**PROBLEM TO WORK ON**
Rewrite the items starting at the line that contains "For every instance of the white" and ending at the line that contains "pixel 155 44", replacing "the service" with "the annotator" and changing nothing else.

+ + + +

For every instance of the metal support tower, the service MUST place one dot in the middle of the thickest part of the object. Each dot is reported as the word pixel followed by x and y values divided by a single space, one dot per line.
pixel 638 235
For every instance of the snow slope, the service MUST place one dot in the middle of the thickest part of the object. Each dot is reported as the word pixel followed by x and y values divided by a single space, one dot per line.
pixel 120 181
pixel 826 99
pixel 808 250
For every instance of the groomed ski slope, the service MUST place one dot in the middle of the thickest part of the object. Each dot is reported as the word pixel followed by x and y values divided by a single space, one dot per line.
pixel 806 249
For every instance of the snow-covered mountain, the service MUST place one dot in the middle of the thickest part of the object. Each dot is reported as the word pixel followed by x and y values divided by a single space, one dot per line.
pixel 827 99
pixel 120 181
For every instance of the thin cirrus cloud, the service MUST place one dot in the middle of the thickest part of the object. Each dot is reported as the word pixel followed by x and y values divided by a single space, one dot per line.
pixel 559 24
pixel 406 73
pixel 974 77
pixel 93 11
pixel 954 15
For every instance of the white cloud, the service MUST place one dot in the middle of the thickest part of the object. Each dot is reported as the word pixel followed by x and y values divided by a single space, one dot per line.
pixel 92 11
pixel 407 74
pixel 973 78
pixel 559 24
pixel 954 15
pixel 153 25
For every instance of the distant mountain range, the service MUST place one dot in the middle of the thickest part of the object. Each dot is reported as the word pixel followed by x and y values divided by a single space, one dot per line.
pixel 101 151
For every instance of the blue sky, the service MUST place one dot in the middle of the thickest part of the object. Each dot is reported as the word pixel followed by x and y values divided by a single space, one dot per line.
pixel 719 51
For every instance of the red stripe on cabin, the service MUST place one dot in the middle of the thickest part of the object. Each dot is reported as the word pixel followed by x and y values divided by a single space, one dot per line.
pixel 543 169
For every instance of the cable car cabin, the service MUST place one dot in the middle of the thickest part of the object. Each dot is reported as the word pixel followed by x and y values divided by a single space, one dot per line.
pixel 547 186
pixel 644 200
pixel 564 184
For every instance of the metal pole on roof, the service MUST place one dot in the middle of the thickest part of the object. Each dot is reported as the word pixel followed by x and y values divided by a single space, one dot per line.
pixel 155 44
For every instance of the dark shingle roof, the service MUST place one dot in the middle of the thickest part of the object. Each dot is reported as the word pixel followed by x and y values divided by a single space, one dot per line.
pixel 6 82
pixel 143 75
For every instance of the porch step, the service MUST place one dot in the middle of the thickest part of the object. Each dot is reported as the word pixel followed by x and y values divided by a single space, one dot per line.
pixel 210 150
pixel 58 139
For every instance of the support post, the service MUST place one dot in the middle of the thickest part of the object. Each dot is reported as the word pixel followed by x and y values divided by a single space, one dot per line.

+ + + +

**WORKED ANSWER**
For every instance of the white cloud, the annotator MUST place one dot in the middle of the thickest part of the object. Each dot is reported as the word pixel followed by x and y values divided by a single space, one dot per line.
pixel 92 11
pixel 407 74
pixel 973 78
pixel 559 24
pixel 954 15
pixel 153 25
For every instance of the distant mountain range, the annotator MUST place one dot in the middle of the thickest part of the object. Each dot is reported as the word pixel followed by x and y values divided by a single space, one dot per line.
pixel 101 151
For every instance of the blue sky, the annotator MUST place one dot in the middle of the thickest part of the object. Each dot is reported as the word pixel followed by x and y values divided by a single space, one dot per line.
pixel 719 51
For every instance of the red stripe on cabin, the annotator MUST place one dot in the middle of the thickest part of the object. Each dot is reported as the word pixel followed by x and y values divided by a single space, one dot per line.
pixel 543 169
For every instance of the cable car cabin, the annotator MUST place one dot in the middle of the thickest part of the object. Each dot is reported as the word pixel followed by x and y values divided by a single space, one dot per line.
pixel 547 186
pixel 644 200
pixel 564 184
For every instance of the metal pole on roof, the annotator MUST place one dot in the middle of the thickest part of the object. Each dot is reported as the word pixel followed by x and y values divided by a single space, one dot per line.
pixel 155 44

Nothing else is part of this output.